◆ Text extract:
[start]
"It's Tricky" is the fourth single released from Run-DMC's third album, Raising Hell. It was released early in 1987 through Profile Records and was co-produced by Rick Rubin and the group themselves. The song peaked at  57 on the US Billboard Hot 100 and No. 21 on the Hot R&B/Hip-Hop Songs. In the UK, the song reached No. 16 on the UK Singles Chart. Two decades after the song's release, the Knack sued Run-DMC on the grounds that "It's Tricky" sampled their song "My Sharona" without permission.

In 1998, American producer Jason Nevins remixed the song under the amended title "(It's) Tricky". This version peaked at No. 74 in the UK while Nevins' remix of Run-DMC's song "It's Like That" spent its fifth week at No. 1 on the UK Singles Chart. Nevins' remix also achieved top-40 placings in continental Europe, Australia, and New Zealand.

Background
Run-D.M.C's previous studio album King of Rock had established the group's fusion of hip-hop and hard rock (as well as their cover of Walk This Way by Aerosmith),  which blossomed on Raising Hell. This was due in part to the presence of Rick Rubin as their record producer. Rubin had an affinity for metal and rap in equal measures and he knew how to play to the strengths of both. At the same time, he slipped in commercial concessions that came off as sly even when they borrowed from familiar songs, such as "My Sharona" on the single "It's Tricky." The song contains samples of "My Sharona" by the Knack, as well as the entire vocal structure from "Mickey" by Toni Basil. The Knack sued Run-DMC over the track in 2006, and the lawsuit was settled out of court.

Critical reception
Rolling Stone writer Mark Kemp remarked, "'It's Tricky' cribs the guitar part from the Knack's 'My Sharona,' a fatuous New Wave song, and turns it into vital street art." Pitchforks Tom Breihan claimed, "Run and DMC had also stepped their rap game up; "It's Tricky" is basically as good as the two of them ever got, spitting quick-tongue witticisms and yelling booming threats with equal abandon." Time writer stated the song serves "to prove their ferocity." Commenting on the crossover appeal, AllMusics stated, "Rubin loved metal and rap in equal measures and he knew how to play to the strengths of both, while slipping in commercial concessions that seemed sly even when they borrowed from songs as familiar as 'My Sharona.'"
[end]
◆ Goals:
1) For each statement, say whether the article on "It's Tricky" supports it, answering yes or no and quoting the deciding words: (a) The single was released through Profile Records. (b) Jason Nevins' 1998 remix of the song reached No. 1 in the UK. (c) The Knack's lawsuit against Run-DMC was decided at trial.
2) According to the article on "It's Tricky," whose song supplied the entire vocal structure of the track?
3) Write the next part of the article on "It's Tricky," picking up after its last sentence.
The listing comes from a separate source.

◆ Material provided:
[start]
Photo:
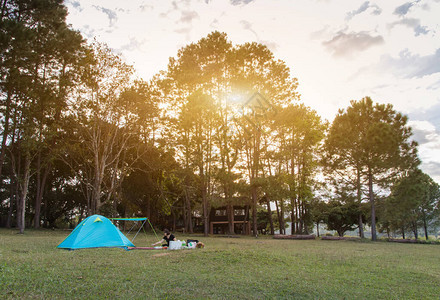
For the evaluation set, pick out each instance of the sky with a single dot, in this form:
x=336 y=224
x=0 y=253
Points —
x=340 y=50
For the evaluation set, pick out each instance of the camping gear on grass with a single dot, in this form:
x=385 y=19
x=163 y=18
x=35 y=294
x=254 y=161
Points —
x=94 y=232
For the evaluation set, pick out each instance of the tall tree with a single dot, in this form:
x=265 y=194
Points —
x=373 y=140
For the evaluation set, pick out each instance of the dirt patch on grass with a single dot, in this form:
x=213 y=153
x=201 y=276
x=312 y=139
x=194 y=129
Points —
x=160 y=254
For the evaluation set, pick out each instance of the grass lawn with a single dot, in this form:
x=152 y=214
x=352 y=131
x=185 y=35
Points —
x=241 y=268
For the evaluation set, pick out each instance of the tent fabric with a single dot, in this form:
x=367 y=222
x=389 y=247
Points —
x=94 y=232
x=129 y=219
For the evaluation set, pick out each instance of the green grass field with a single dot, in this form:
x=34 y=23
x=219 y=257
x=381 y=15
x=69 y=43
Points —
x=241 y=268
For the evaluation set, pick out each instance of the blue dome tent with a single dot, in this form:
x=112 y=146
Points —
x=94 y=232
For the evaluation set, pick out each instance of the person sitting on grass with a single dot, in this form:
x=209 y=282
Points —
x=167 y=237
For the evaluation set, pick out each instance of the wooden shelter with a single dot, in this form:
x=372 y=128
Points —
x=219 y=220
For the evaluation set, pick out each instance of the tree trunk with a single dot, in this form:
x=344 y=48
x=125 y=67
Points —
x=373 y=208
x=40 y=191
x=269 y=215
x=21 y=205
x=359 y=198
x=254 y=209
x=230 y=212
x=425 y=227
x=317 y=228
x=5 y=131
x=415 y=230
x=205 y=208
x=278 y=215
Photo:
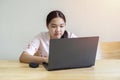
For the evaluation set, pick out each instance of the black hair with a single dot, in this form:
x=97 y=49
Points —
x=54 y=14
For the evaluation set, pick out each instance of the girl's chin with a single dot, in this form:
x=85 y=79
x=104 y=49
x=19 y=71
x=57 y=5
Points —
x=57 y=37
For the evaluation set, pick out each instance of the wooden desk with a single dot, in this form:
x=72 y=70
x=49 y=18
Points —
x=103 y=70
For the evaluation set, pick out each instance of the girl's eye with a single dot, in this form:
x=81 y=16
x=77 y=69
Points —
x=53 y=26
x=61 y=26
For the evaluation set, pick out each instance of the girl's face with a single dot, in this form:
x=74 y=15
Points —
x=56 y=28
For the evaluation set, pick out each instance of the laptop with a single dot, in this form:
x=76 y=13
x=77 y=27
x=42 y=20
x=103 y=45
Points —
x=69 y=53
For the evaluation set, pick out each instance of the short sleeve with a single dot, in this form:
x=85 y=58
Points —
x=71 y=35
x=33 y=46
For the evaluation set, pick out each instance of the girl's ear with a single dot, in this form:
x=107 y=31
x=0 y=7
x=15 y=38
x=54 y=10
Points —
x=65 y=35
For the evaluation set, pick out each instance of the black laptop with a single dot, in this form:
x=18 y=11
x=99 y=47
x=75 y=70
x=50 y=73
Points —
x=69 y=53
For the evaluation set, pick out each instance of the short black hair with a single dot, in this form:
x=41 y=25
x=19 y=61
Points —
x=54 y=14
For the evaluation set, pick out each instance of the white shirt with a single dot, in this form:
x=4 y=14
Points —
x=41 y=43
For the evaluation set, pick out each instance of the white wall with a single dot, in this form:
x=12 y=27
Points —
x=21 y=20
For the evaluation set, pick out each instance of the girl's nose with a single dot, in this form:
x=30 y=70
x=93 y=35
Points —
x=58 y=29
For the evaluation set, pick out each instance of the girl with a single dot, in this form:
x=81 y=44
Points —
x=38 y=50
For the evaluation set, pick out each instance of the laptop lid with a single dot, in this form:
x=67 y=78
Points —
x=69 y=53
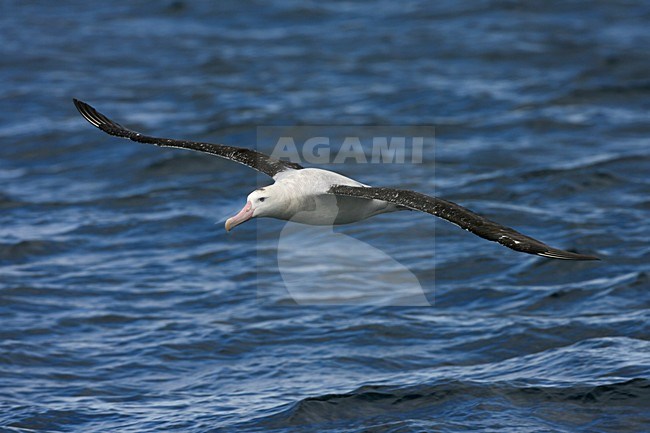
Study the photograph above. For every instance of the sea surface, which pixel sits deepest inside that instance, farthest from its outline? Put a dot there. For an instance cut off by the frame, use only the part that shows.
(126, 307)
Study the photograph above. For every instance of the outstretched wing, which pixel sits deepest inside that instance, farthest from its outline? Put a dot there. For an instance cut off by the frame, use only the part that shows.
(249, 157)
(462, 217)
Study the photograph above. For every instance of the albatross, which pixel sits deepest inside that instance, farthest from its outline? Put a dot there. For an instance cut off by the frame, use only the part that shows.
(321, 197)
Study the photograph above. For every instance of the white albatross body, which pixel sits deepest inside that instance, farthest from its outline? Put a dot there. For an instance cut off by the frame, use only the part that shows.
(305, 199)
(321, 197)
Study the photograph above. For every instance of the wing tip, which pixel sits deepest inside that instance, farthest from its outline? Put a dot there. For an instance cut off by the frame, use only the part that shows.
(566, 255)
(97, 119)
(89, 113)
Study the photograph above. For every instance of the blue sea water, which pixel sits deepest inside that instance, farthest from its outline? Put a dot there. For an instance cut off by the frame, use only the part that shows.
(123, 307)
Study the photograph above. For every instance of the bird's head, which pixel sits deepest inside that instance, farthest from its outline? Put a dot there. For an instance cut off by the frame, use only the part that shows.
(263, 202)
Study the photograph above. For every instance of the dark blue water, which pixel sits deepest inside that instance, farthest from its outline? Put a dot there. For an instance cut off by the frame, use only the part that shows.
(123, 307)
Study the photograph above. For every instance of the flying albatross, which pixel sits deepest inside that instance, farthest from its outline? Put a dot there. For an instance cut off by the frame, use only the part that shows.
(322, 197)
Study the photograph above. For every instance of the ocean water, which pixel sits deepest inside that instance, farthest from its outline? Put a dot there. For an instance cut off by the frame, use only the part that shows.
(124, 307)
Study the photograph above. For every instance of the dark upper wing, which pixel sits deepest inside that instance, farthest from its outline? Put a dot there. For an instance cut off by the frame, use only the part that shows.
(251, 158)
(462, 217)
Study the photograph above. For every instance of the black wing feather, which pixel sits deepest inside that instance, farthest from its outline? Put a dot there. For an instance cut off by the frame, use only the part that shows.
(249, 157)
(462, 217)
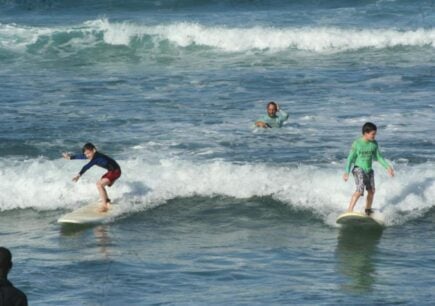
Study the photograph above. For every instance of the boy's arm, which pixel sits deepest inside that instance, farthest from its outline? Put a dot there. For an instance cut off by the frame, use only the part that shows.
(350, 159)
(383, 162)
(70, 156)
(86, 167)
(77, 156)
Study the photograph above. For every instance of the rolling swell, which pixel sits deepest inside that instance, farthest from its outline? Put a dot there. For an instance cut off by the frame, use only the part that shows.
(312, 191)
(29, 5)
(105, 40)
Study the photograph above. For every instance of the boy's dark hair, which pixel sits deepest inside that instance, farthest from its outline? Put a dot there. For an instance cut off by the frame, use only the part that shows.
(88, 146)
(272, 103)
(369, 127)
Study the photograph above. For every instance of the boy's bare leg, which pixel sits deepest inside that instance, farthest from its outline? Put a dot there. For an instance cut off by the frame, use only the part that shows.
(353, 200)
(369, 201)
(101, 184)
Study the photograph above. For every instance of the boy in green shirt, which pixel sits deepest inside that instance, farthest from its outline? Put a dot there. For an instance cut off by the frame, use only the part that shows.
(274, 119)
(363, 151)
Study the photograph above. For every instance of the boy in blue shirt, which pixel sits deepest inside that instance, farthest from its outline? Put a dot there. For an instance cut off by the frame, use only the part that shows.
(96, 158)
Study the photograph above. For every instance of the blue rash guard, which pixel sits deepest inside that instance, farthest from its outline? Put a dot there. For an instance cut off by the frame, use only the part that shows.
(100, 160)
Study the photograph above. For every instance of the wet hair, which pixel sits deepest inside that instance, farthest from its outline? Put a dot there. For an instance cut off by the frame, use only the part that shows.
(5, 260)
(88, 146)
(369, 127)
(272, 103)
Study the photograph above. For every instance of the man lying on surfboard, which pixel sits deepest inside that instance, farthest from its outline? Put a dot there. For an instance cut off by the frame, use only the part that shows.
(96, 158)
(361, 155)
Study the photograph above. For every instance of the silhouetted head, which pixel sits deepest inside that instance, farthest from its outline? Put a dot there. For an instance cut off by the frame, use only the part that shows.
(369, 131)
(89, 150)
(5, 261)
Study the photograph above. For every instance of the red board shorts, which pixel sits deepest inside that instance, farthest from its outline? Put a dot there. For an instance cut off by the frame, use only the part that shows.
(112, 176)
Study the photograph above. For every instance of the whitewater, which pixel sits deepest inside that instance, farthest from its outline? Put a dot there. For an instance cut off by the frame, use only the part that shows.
(214, 210)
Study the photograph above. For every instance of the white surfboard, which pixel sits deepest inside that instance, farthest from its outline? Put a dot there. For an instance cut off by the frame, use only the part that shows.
(90, 214)
(359, 218)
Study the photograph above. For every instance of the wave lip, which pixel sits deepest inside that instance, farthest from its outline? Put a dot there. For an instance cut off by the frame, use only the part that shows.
(319, 39)
(220, 38)
(46, 185)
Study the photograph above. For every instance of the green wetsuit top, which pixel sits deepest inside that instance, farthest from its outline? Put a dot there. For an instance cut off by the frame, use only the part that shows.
(362, 154)
(275, 121)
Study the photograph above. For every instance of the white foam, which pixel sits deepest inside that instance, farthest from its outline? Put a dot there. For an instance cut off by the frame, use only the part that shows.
(226, 39)
(317, 39)
(45, 185)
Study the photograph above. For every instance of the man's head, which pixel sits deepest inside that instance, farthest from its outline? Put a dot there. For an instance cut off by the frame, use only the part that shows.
(5, 261)
(89, 150)
(272, 108)
(369, 131)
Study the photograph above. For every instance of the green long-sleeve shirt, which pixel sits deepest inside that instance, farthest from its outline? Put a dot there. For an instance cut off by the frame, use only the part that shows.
(275, 121)
(362, 154)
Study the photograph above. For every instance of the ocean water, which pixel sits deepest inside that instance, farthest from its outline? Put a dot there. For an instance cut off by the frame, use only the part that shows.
(216, 211)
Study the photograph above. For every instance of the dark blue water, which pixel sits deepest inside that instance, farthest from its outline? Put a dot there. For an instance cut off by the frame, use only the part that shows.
(214, 210)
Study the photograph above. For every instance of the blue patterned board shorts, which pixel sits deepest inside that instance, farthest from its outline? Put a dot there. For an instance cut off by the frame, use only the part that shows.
(363, 179)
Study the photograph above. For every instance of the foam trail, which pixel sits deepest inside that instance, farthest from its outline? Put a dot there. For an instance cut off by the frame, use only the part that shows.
(45, 185)
(221, 38)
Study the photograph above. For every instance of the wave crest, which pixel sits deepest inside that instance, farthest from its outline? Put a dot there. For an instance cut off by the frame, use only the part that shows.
(218, 38)
(45, 185)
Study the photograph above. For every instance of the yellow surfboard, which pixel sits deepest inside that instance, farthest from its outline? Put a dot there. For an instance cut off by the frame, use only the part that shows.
(90, 214)
(361, 219)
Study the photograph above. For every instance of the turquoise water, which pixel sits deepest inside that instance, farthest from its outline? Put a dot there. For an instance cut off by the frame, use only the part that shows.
(214, 210)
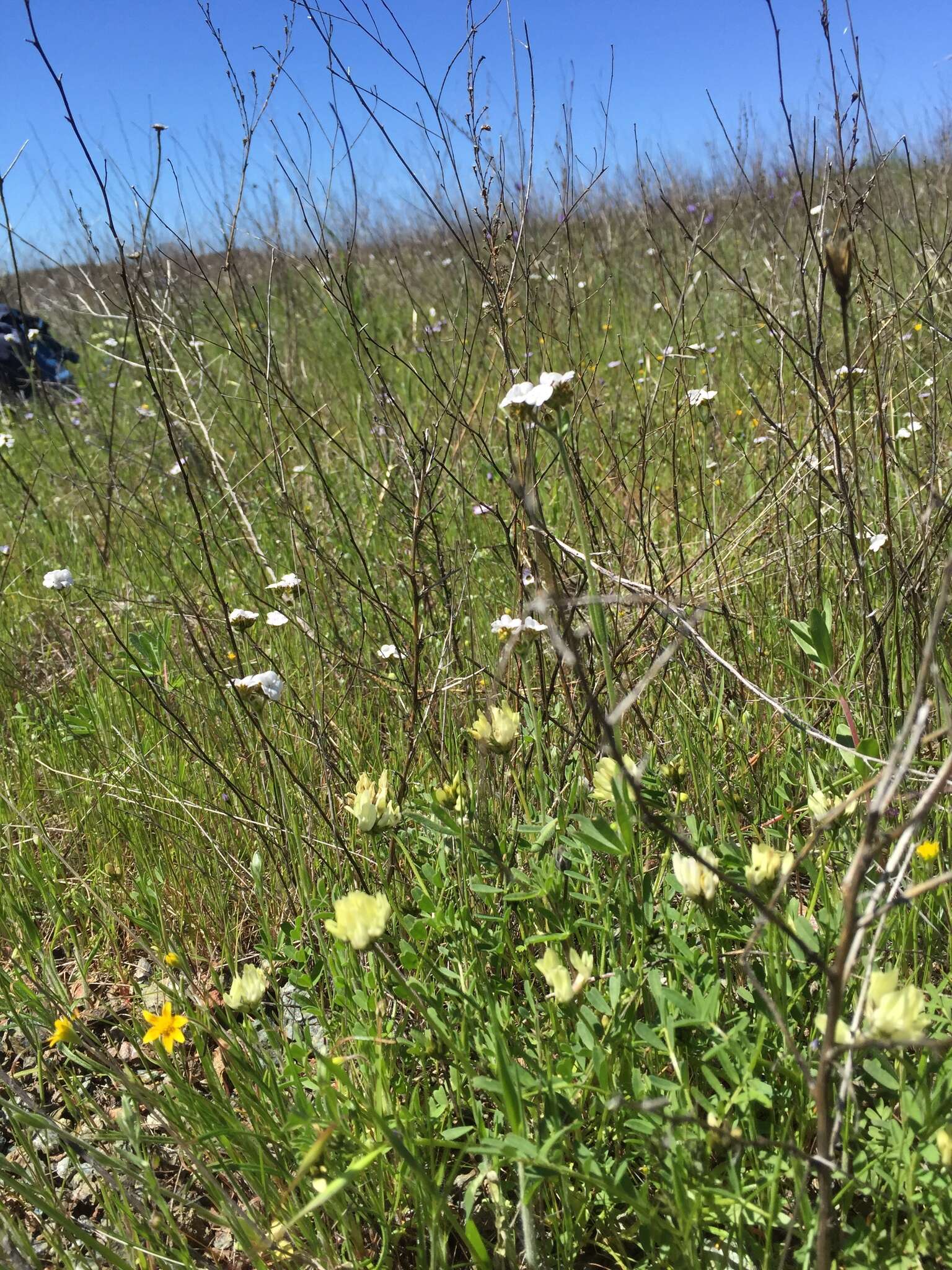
[end]
◆ Task-by-task outputs:
1) (a) Yes: "It was released early in 1987 through Profile Records". (b) No: "This version peaked at No. 74 in the UK". (c) No: "the lawsuit was settled out of court".

2) It came from "Mickey" by Toni Basil.

3)
Music video 
The music video features Penn and Teller hustling a group of people with a game of three-card Monte in front of the Rialto Theater in downtown Los Angeles. Run-DMC are called and shut their business down by winning every hand they play. Penn then asks the group if they can teach them to dance, which they do after insisting that Penn and Teller change their clothes. Six months later, Run-DMC show up for their gig in Japan, but are denied entry as Penn and Teller are already on stage impersonating them.

Usage in media
The song is used in the promotional clip for the FX television series Snowfall, which began airing in July 2017. The original song appeared in the movies Road Trip, Can't Hardly Wait, Turbo, White Chicks, The Bounty Hunter, The Boss Baby: Family Business, Sonic the Hedgehog 2, in the television show One Tree Hill, and in the video games WWE 2K16, Forza Horizon 3, and SSX series, SSX Tricky in particular, being named after the song. In 2021, the song was sampled by Crazy Frog.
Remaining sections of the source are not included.